(Entries from a pointing dataset)
----------

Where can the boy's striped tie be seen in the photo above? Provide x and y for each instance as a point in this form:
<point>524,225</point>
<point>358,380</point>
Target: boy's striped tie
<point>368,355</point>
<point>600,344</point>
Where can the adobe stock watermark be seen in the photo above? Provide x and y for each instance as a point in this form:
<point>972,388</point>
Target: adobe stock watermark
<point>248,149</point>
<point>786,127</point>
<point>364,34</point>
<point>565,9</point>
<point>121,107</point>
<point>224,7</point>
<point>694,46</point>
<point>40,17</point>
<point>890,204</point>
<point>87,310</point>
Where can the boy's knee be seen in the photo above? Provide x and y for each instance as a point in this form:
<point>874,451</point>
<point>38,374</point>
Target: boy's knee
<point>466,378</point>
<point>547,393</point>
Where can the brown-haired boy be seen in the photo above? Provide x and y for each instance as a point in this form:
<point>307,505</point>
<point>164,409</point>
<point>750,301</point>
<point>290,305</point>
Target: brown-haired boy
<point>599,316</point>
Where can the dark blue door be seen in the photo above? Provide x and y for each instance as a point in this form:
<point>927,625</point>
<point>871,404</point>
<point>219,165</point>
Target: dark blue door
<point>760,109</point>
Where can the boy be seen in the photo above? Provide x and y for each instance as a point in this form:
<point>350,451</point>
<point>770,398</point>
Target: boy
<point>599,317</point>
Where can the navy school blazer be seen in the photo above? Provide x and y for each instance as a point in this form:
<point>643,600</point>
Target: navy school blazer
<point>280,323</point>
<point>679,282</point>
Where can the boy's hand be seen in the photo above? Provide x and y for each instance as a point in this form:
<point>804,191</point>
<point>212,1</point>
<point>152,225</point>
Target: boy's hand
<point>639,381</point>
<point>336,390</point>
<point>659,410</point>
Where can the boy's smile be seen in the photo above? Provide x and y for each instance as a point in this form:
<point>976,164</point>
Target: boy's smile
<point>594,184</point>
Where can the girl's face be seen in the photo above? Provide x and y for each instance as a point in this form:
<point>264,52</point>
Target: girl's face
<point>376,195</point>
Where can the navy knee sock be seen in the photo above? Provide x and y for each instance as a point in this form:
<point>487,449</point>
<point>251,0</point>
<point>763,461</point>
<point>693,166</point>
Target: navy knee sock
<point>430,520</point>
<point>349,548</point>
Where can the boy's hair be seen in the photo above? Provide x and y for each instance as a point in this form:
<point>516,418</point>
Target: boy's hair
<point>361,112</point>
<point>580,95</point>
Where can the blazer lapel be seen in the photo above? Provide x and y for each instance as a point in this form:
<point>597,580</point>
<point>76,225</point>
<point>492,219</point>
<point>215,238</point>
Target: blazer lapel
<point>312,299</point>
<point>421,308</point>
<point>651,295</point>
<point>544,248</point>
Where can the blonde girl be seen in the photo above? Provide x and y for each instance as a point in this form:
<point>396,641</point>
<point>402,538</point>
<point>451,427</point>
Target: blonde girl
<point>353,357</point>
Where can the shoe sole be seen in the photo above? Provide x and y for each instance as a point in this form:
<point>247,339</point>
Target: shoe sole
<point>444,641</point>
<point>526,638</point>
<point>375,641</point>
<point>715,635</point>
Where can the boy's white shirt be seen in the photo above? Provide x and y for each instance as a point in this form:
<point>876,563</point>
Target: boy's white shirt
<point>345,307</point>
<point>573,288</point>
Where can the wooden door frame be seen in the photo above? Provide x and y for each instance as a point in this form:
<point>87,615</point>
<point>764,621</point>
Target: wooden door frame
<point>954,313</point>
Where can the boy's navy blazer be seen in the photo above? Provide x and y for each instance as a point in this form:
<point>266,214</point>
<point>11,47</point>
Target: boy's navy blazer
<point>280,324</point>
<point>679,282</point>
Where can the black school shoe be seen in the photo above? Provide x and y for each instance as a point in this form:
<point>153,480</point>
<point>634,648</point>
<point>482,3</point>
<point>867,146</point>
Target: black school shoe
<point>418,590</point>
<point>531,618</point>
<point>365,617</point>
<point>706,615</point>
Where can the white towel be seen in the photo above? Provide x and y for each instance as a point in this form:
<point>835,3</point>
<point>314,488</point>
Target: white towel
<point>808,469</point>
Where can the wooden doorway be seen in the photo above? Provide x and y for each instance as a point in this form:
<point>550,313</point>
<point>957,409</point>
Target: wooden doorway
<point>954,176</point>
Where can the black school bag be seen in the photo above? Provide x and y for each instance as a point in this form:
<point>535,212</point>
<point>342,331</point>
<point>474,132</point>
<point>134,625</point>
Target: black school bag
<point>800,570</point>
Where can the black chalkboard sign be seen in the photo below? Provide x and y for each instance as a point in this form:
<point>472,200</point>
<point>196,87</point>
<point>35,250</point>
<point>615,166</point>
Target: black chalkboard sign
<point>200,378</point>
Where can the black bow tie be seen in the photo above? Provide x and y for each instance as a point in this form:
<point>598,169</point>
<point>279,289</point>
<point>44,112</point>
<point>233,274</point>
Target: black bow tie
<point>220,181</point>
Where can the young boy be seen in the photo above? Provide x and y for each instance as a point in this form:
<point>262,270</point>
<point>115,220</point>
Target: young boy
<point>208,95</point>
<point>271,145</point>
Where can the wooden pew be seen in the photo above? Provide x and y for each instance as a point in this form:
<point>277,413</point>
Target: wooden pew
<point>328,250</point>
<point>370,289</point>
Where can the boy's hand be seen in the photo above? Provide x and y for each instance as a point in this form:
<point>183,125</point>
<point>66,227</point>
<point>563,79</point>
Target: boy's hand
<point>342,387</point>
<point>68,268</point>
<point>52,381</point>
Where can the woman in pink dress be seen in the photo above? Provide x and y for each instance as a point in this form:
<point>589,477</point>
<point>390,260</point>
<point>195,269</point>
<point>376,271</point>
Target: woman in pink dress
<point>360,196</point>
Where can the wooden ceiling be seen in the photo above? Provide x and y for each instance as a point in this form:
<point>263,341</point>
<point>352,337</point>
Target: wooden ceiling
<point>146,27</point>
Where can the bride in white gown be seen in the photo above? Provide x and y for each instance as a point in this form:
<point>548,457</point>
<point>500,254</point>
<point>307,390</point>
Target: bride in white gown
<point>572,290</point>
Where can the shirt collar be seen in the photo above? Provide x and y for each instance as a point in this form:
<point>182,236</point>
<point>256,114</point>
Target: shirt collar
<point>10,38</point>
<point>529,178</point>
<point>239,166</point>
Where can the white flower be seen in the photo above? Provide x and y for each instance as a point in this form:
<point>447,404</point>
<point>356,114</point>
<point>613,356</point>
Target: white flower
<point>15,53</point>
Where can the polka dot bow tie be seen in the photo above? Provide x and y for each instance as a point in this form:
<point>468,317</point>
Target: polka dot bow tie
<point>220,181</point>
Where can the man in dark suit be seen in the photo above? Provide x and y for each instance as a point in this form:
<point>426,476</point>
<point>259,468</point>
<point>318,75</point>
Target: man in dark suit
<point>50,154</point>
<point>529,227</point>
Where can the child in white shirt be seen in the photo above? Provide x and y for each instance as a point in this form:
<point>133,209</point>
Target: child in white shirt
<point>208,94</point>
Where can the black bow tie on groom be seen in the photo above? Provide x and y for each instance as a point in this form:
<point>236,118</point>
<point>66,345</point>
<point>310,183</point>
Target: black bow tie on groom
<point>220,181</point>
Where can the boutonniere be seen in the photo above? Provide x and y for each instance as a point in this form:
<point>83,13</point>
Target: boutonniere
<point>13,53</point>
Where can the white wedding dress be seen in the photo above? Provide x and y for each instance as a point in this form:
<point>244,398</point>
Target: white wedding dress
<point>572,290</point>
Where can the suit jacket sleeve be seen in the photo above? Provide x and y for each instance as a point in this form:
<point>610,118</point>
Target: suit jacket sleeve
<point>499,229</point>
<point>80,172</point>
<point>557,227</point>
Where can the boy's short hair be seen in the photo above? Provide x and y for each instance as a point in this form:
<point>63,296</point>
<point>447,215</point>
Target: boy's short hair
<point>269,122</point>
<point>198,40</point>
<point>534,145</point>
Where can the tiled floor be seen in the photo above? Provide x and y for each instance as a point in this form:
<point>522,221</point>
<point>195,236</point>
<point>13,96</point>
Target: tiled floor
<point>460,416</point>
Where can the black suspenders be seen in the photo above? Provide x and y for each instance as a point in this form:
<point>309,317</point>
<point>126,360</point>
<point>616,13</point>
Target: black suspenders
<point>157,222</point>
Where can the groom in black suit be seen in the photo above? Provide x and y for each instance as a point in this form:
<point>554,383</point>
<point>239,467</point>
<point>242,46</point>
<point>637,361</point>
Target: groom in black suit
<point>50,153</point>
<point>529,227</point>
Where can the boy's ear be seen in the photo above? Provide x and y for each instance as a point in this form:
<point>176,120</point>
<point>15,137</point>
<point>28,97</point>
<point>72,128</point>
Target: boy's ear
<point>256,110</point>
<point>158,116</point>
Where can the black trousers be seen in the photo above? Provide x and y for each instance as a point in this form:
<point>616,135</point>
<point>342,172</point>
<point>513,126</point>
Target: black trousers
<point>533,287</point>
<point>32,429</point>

----------

» WHAT YOU HAVE TO DO: Copy out the listing's lines word for word, starting with the line containing "Where can the wooden ceiling" and continuing through the line containing "<point>239,166</point>", both included.

» ANSWER TO THIS EXERCISE:
Where can the wooden ceiling be seen in the photo above? Provide x and y for each instance as a point in this form:
<point>263,341</point>
<point>352,337</point>
Target: wooden ceiling
<point>146,27</point>
Where can the bride in white gown be seen in the photo above? Provide x and y for each instance as a point in this form:
<point>548,457</point>
<point>500,254</point>
<point>307,390</point>
Target: bride in white gown
<point>572,290</point>
Where can the shirt collar be seen in the photo above? Provide x and y for each instance as a point in this form:
<point>182,236</point>
<point>256,114</point>
Target: shirt collar
<point>10,38</point>
<point>529,178</point>
<point>239,166</point>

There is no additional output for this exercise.